Set problem:
In the school choice article, what framework would SB 5 create?

:: Source text

Next generation steps up to fight for school choice during NSCW

School choice works!

That is the message Kayla Jarvis and Robert Davis brought to Jefferson City on the second day of Missouri’s National School Choice Week.

They should know — they have both benefited from school choice themselves, thanks to years of efforts and advocacy from their respective single parents.

Now high school and college graduates (respectively) Kayla and Robert were at the state capitol this week to testify in favor of SB 5. They hoped their success stories would help to advance this new legislation that would create a framework for public school open enrollment in Missouri and provide greater school choice options for more Missouri students. (Learn more about open enrollment here.)

As excited as the two former students were to be following in their parent’s footsteps and joining the ranks of school choice advocates in Missouri, Kayla told senators on the Senate Education and Workforce Development Committee that it was ludicrous that Missouri even needed a next generation of advocates to fight for students’ rights to quality education.

“No child should have to fight for their education,” she told the committee. “Parents should not have to go against school boards to provide their children with proper and valuable education. These are things that my mom, brother, and I had to do, along with many other families.”

::::
:: Items

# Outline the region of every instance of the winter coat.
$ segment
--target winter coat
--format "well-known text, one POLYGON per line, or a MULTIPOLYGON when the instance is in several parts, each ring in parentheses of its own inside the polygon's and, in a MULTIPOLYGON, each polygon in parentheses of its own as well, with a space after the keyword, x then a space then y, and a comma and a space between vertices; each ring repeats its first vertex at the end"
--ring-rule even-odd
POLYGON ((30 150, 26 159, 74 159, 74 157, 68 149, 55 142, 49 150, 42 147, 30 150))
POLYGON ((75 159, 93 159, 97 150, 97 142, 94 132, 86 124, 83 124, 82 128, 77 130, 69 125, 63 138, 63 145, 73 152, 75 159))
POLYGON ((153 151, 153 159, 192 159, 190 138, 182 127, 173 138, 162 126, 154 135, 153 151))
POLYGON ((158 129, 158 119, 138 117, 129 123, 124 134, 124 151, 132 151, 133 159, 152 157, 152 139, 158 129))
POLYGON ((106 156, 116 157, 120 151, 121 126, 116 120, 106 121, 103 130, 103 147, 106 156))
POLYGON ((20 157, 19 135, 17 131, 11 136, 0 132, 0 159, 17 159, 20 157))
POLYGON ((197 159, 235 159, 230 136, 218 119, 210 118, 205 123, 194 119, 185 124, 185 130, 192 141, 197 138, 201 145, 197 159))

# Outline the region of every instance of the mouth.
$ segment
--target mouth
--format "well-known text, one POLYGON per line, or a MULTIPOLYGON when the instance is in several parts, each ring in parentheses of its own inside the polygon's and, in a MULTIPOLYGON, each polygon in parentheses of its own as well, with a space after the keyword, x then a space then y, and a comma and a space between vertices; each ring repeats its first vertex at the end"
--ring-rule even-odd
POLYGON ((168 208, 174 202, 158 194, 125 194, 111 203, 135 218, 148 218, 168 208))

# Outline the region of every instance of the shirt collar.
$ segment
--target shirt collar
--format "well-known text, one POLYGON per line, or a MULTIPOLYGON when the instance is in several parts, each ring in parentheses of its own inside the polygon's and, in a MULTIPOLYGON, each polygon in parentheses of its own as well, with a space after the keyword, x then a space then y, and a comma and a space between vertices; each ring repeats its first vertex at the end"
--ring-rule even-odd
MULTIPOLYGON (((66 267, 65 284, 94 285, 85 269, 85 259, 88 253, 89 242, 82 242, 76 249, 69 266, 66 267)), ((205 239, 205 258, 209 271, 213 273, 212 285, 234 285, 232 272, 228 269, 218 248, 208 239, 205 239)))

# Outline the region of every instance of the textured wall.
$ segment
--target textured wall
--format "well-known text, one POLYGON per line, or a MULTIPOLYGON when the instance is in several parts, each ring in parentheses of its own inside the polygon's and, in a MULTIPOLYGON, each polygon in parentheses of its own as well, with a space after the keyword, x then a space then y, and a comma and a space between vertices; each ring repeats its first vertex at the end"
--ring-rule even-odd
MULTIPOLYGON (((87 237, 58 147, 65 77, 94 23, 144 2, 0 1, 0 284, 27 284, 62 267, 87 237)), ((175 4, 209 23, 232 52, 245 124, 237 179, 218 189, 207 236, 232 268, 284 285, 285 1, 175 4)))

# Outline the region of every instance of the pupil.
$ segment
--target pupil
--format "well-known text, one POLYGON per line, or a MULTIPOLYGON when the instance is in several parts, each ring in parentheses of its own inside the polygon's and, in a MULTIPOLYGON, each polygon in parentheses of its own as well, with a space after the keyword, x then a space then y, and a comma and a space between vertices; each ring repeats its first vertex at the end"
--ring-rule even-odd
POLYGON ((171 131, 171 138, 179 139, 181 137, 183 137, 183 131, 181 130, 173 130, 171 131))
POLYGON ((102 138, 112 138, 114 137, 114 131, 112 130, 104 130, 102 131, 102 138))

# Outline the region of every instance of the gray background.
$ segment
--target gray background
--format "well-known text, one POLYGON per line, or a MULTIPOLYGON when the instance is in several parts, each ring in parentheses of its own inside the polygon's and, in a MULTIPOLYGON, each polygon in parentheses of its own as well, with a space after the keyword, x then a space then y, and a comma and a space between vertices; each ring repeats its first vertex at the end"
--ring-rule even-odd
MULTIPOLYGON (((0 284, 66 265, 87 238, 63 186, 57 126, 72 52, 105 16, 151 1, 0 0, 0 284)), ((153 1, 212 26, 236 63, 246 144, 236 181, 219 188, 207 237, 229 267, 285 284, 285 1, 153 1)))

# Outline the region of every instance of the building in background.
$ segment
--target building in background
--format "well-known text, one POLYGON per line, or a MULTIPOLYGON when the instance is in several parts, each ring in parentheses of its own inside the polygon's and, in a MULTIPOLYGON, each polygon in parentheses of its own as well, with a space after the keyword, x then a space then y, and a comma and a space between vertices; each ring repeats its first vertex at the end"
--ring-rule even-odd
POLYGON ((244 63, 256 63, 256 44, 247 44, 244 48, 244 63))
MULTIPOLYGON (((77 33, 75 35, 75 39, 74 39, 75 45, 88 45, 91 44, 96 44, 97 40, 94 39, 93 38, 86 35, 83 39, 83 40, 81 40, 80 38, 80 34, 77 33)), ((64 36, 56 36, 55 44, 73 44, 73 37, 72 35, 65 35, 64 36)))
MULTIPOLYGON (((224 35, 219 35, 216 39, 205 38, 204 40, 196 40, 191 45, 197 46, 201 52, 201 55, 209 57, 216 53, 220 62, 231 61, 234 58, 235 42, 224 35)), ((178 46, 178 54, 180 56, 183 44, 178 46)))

::::

Response to this task:
A framework for public school open enrollment in Missouri.